Travail à faire
1) D'après le texte sur l'essai IPERGAY, combien d'infections par le VIH sont survenues dans le groupe placebo ?
2) Poursuivez le texte sur l'essai IPERGAY à partir de sa dernière phrase.

Extrait du texte
Cet essai randomisé, qui a débuté en 2012, a été mené chez 400 HSH très exposés au risque d'infection par le VIH. La moitié du groupe étudié était invitée à prendre l’antirétroviral TDF/FTC au moment des rapports sexuels, l'autre moitié un placebo. L'ensemble des participants recevait des conseils personnalisés de prévention à chaque visite grâce à l’accompagnement communautaire réalisé par les militants de l’association Aides et de l’organisme montréalais RÉZO, ainsi que des préservatifs et du gel, et bénéficiaient de dépistages répétés du VIH ainsi que des autres infections sexuellement transmissibles, suivis si besoin d’un traitement. La vaccination contre les hépatites B et A était systématiquement proposée aux participants et le traitement post exposition du VIH mis à disposition.
Seize infections par le VIH sont survenues durant les 9,3 mois de suivi moyen des participants : 2 infections dans le groupe TDF/FTC, et 14 dans le groupe placebo. Les auteurs font remarquer que les deux personnes infectées dans le groupe TDF/FTC avaient interrompu le traitement plusieurs semaines avant leur infection. Les hommes ayant participé à cette étude ont consommé en médiane 15 comprimés (TDF/FTC ou placebo) par mois. Le taux d'évènements indésirables était similaire dans les deux groupes.
Au moment de la communication des premiers résultats de cette étude à la Conférence internationale sur les rétrovirus et les infections opportunistes (CROI), le 24 février 2015, le Professeur Jean-François Delfraissy, directeur de l'ANRS, déclarait : « L’étude ANRS IPERGAY est un pas indéniable vers une meilleure stratégie globale de prévention où coexistent différents outils permettant de limiter ses risques d'infection en fonction de son niveau d'exposition ». Avec la parution en septembre 2015, dans The Lancet, de l'étude britannique Proud (essai randomisé en ouvert d'un traitement prophylactique en prise continue journalière), qui aboutit au même niveau d'efficacité, c'est une nouvelle page de l'histoire de la lutte contre le sida qui s'ouvre.

Données fournies

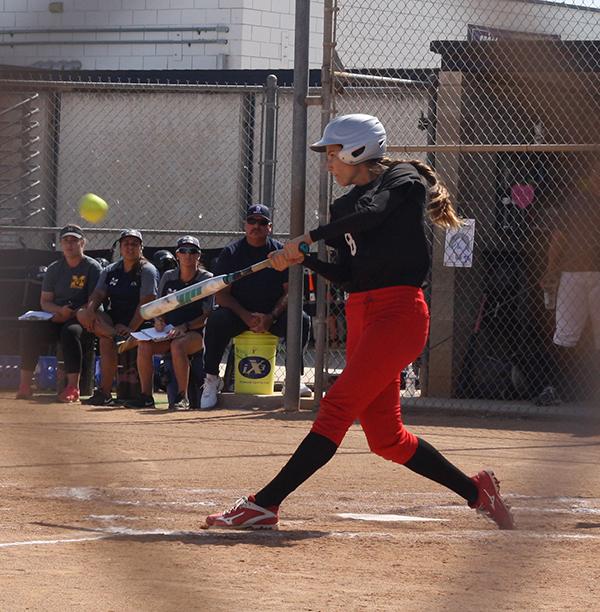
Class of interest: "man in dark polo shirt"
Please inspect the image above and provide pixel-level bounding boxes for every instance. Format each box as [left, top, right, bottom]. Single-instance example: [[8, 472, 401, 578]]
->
[[17, 225, 101, 403], [200, 204, 311, 410]]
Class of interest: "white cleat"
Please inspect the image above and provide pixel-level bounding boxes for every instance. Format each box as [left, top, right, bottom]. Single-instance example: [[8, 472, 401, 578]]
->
[[200, 374, 219, 410]]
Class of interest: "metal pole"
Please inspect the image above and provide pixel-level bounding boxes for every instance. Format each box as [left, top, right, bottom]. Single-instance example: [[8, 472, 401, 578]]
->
[[313, 0, 334, 410], [283, 0, 310, 411], [262, 74, 277, 214]]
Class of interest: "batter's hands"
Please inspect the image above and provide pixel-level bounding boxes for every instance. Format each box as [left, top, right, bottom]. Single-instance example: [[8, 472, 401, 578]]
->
[[169, 323, 187, 339], [115, 323, 131, 338], [269, 234, 312, 272]]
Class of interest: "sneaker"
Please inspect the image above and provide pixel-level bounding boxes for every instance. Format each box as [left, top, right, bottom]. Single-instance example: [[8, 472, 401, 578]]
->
[[200, 374, 219, 410], [58, 385, 79, 404], [469, 470, 515, 529], [206, 495, 279, 529], [169, 393, 190, 410], [300, 383, 312, 397], [281, 383, 312, 397], [123, 393, 156, 408], [15, 385, 33, 399], [81, 389, 114, 406], [115, 336, 137, 355]]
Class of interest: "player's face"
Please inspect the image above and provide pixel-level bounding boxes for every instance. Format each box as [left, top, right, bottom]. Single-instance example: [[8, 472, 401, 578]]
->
[[176, 246, 200, 269], [121, 236, 142, 260], [326, 145, 372, 187], [244, 215, 272, 245], [60, 236, 84, 258]]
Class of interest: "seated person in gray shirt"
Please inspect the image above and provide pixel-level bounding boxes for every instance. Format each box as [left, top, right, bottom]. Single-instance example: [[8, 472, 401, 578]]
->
[[77, 229, 158, 406], [125, 236, 214, 410], [17, 225, 100, 403]]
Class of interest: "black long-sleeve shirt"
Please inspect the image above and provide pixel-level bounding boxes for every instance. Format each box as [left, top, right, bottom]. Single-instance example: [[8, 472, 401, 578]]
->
[[304, 163, 430, 293]]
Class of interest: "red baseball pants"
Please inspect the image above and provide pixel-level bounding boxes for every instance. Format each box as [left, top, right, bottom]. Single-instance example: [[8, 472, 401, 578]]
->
[[312, 286, 429, 464]]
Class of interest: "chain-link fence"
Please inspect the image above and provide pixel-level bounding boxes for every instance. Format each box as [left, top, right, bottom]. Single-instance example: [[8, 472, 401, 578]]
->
[[324, 0, 600, 404], [0, 0, 600, 402], [0, 77, 319, 382]]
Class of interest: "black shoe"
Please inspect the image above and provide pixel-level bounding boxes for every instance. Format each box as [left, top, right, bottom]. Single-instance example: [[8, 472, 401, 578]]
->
[[123, 393, 156, 408], [169, 393, 190, 410], [81, 389, 114, 406]]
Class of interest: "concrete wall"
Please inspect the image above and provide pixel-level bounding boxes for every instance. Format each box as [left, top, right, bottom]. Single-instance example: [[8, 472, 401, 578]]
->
[[0, 0, 323, 70], [0, 0, 600, 70]]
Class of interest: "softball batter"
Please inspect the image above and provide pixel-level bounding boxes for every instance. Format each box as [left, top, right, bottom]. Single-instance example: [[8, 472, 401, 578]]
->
[[206, 114, 514, 529]]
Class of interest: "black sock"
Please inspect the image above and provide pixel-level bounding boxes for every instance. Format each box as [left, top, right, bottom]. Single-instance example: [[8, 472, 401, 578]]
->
[[404, 438, 478, 504], [255, 431, 337, 508]]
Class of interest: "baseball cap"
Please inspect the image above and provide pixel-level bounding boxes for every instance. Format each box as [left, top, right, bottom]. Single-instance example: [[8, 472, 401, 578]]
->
[[246, 204, 271, 221], [119, 229, 143, 242], [177, 235, 200, 250], [59, 225, 83, 240]]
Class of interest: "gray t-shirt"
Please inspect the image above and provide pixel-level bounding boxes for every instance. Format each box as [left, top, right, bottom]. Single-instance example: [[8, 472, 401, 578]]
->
[[42, 255, 102, 308]]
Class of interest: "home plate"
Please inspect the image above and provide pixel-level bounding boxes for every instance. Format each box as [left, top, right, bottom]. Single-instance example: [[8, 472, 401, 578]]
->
[[337, 512, 448, 523]]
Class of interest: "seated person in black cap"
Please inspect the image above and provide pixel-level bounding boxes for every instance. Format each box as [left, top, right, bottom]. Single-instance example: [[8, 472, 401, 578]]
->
[[125, 236, 214, 410], [77, 229, 158, 406], [200, 204, 311, 410], [17, 225, 100, 403]]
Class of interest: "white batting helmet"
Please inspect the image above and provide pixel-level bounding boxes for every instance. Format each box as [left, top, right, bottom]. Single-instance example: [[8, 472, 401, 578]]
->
[[310, 114, 387, 165]]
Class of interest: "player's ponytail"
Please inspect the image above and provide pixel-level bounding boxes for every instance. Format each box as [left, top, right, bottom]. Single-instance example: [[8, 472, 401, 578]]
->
[[372, 157, 462, 229], [409, 159, 462, 229]]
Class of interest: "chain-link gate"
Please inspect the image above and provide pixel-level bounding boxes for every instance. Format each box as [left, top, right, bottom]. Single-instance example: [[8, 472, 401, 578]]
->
[[324, 0, 600, 412]]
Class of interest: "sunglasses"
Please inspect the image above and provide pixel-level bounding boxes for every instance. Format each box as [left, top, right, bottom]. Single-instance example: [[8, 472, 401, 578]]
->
[[246, 217, 271, 225]]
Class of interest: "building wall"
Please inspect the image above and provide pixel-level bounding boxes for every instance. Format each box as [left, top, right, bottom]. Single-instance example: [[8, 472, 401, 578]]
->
[[0, 0, 323, 70], [0, 0, 600, 70]]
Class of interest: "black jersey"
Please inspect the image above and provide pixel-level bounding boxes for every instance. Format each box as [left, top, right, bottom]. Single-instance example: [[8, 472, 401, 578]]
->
[[304, 163, 431, 292]]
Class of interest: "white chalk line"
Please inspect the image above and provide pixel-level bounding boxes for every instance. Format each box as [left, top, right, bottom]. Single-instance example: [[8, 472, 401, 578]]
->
[[0, 521, 600, 548], [0, 486, 600, 548], [336, 512, 450, 523]]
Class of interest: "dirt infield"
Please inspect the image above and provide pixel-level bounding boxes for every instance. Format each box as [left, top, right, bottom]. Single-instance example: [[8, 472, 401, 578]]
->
[[0, 393, 600, 612]]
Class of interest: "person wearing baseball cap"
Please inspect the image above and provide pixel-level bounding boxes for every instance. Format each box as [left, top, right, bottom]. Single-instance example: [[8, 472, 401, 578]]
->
[[77, 229, 158, 406], [125, 236, 214, 410], [177, 235, 200, 254], [246, 204, 271, 223], [200, 204, 312, 410], [17, 224, 101, 403]]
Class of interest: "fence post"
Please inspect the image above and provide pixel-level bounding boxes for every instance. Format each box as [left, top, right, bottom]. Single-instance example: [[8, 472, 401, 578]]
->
[[283, 0, 310, 411], [262, 74, 277, 214], [240, 93, 256, 220], [313, 0, 334, 410]]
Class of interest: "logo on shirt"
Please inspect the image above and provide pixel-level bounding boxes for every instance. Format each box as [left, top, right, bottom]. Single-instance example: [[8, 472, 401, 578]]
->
[[344, 232, 356, 257], [238, 355, 271, 380], [70, 274, 86, 289]]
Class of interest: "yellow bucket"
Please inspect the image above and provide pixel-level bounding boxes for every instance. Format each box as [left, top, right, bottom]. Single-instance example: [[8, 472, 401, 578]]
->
[[233, 331, 279, 395]]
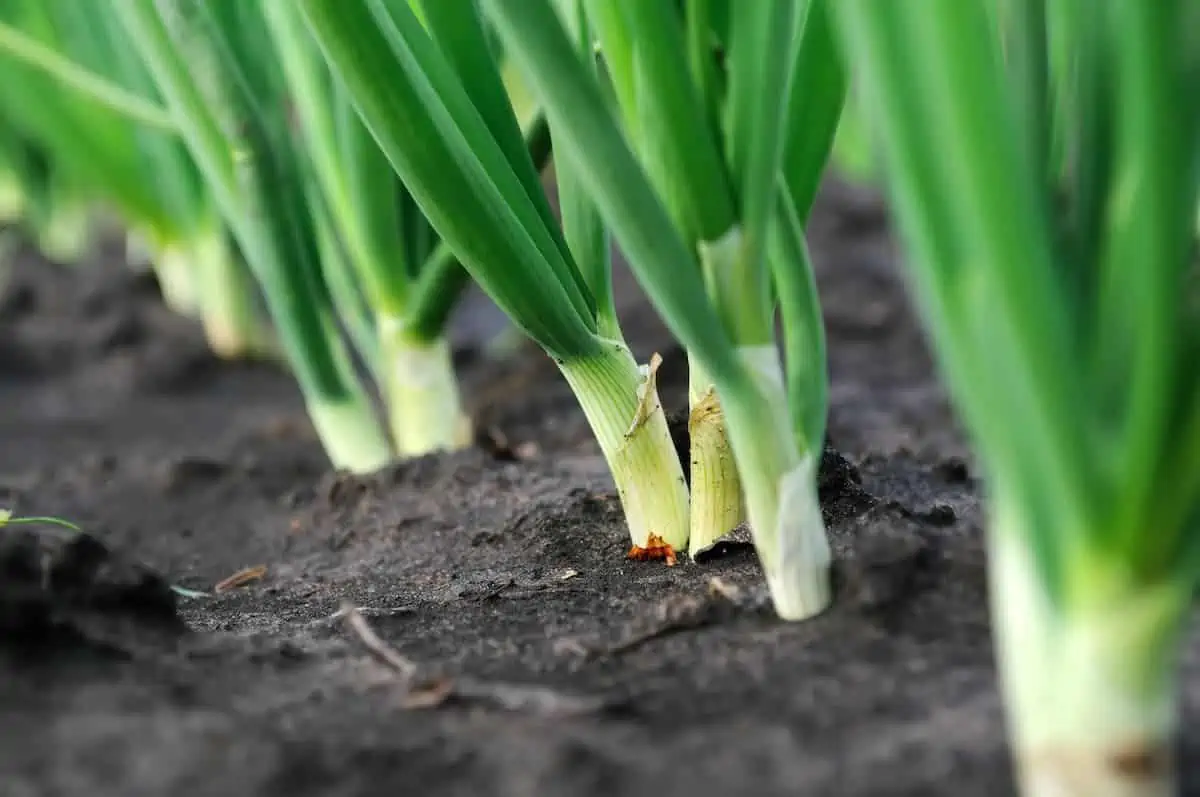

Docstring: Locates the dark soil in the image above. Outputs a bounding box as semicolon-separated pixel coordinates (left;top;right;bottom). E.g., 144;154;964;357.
0;180;1200;797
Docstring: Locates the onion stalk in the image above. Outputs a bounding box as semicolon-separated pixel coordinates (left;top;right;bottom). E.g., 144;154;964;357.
0;0;271;356
295;0;688;550
113;0;391;472
482;0;840;619
839;0;1200;797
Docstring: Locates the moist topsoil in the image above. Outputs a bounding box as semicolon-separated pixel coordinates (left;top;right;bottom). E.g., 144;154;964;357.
0;185;1200;797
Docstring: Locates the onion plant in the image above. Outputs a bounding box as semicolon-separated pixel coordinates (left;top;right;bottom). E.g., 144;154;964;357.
110;0;391;471
292;0;688;559
549;0;845;555
263;2;548;455
0;0;269;356
472;0;844;619
839;0;1200;797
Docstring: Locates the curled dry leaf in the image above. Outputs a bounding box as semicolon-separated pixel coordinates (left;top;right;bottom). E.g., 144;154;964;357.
212;564;266;594
625;533;679;568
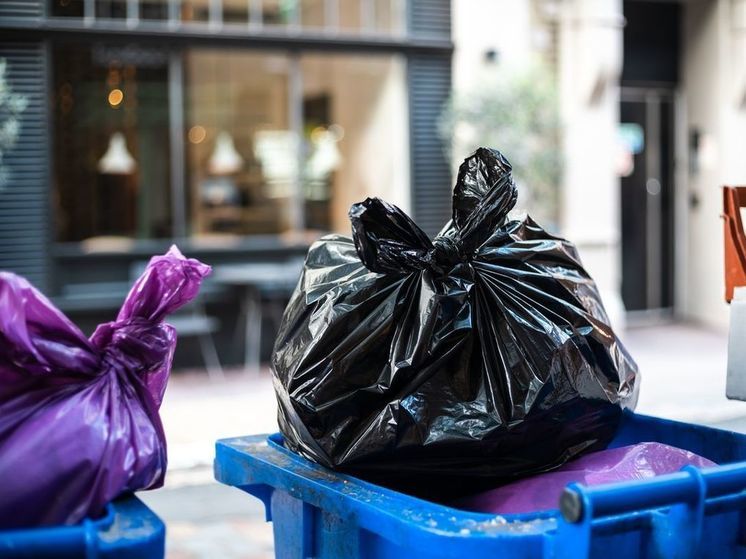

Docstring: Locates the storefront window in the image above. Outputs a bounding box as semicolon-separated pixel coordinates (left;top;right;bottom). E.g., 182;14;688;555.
51;0;85;18
140;0;168;20
53;44;171;241
96;0;127;19
185;49;297;235
49;0;406;35
300;54;409;233
53;44;408;242
181;0;210;22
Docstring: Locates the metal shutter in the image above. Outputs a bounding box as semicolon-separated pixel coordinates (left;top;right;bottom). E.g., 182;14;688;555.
407;0;452;236
408;54;452;236
0;41;49;290
0;0;44;19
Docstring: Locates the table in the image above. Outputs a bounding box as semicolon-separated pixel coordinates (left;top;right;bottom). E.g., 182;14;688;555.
212;259;303;372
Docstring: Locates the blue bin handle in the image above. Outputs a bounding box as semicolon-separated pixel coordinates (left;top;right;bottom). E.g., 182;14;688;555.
556;462;746;559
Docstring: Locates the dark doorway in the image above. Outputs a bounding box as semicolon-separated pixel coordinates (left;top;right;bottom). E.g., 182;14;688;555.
618;0;682;311
620;89;674;311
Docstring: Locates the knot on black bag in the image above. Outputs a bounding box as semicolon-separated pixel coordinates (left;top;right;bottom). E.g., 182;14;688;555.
426;236;468;274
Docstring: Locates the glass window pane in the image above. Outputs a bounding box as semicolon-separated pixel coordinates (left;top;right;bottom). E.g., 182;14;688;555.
300;0;325;27
301;54;409;234
262;0;298;25
181;0;210;21
96;0;127;19
339;0;363;32
185;49;298;235
51;0;85;17
53;44;171;242
373;0;404;34
140;0;168;20
223;0;250;25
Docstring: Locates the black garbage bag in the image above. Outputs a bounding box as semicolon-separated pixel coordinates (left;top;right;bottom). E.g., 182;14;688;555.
272;148;639;498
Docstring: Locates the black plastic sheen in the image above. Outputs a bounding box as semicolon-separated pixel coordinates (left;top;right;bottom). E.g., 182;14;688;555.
272;148;639;498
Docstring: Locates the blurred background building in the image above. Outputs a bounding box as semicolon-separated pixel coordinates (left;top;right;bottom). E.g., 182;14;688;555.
0;0;452;368
0;0;746;559
453;0;746;329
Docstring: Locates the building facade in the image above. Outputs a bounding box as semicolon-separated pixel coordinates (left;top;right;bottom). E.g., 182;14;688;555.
453;0;746;329
0;0;452;364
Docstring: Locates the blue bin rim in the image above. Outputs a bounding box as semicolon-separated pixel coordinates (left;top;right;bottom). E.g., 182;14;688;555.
266;432;559;524
215;412;746;536
0;500;116;536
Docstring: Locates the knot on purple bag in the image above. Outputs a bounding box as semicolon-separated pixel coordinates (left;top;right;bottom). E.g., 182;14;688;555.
97;318;176;373
425;236;469;274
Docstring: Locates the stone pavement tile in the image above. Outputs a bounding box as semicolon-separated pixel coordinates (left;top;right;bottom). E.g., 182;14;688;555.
621;323;746;424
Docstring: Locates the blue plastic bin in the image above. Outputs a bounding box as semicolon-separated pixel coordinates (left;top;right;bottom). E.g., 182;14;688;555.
0;495;166;559
215;413;746;559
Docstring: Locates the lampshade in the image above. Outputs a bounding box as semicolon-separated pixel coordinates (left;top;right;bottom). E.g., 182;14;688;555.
98;132;137;175
207;130;243;175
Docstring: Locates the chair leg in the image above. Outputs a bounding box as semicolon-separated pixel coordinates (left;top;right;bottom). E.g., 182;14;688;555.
199;334;225;380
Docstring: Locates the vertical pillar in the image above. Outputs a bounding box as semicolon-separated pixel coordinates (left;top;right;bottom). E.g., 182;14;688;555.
559;0;624;328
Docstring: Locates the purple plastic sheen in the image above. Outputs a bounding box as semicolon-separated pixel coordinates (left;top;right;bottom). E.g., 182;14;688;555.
0;246;210;528
453;442;716;514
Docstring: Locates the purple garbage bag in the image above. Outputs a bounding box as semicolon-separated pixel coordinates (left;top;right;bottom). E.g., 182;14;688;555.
453;442;716;514
0;247;210;528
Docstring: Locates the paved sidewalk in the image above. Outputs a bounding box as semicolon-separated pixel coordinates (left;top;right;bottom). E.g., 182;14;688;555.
140;324;746;559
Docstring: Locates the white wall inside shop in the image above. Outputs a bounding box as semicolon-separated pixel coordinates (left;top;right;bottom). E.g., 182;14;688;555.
678;0;746;329
301;55;411;234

Ensemble des réponses
1) Quatorze infections par le VIH sont survenues dans le groupe placebo.

2)
Pour le Professeur Jean-Michel Molina, de l’Hôpital Saint-Louis, ASSISTANCE PUBLIQUE – HOPITAUX DE PARIS – AP-HP, et de l’Université de Paris Diderot, « Les résultats de cette étude nous montrent d’une part que le risque d’infection par le VIH est très élevé en France et au Canada dans ces populations à risque, et d’autre part que la PrEP à la demande permet une réduction majeure de ce risque justifiant sa mise en place comme un moyen additionnel de prévention contre le VIH ».
La portée de ces travaux scientifiques est reconnue par l'OMS qui, dans ses dernières Directives de Septembre 2015, recommande pour la première fois que la PrEP soit proposée « comme un moyen de prévention additionnel pour les personnes à risque substantiel d'être infectées par le VIH, dans le cadre d'une combinaison d'approches préventives ». En France, le ministère en charge de la santé vient d'autoriser son utilisation et son remboursement pour les personnes exposées à l'infection. Un nouvel outil de prévention va désormais être disponible. Il appartient maintenant aux chercheurs d'évaluer son efficacité et son impact sur l'épidémie dans la « vraie vie ».
Un programme de recherche multidisciplinaire se met en place à l'ANRS pour accompagner la mise à disposition de la PrEP. L'étude ANRS IPERGAY, qui se poursuivra en 2016, devrait de son côté continuer d’apporter des données essentielles sur l’efficacité à long terme de cette stratégie de prévention, son observance, et son impact sur les comportements sexuels des volontaires qui, pour certains, sont suivis depuis 2012.